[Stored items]
· · ·

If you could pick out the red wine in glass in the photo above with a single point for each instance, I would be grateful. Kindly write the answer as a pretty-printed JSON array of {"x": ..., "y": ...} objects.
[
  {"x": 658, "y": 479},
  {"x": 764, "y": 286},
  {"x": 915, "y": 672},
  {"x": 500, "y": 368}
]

· · ·

Exercise: Update the lines so that "red wine" becomes "white wine" everywhere, with every other word left intact.

Answer:
If you could pick out the white wine in glass in the photo above with a single point for each instance, I would be grateful. Kindly write the answer as a pretty-printed JSON array of {"x": ..., "y": ...} objects.
[
  {"x": 658, "y": 479},
  {"x": 764, "y": 286},
  {"x": 915, "y": 672},
  {"x": 500, "y": 368}
]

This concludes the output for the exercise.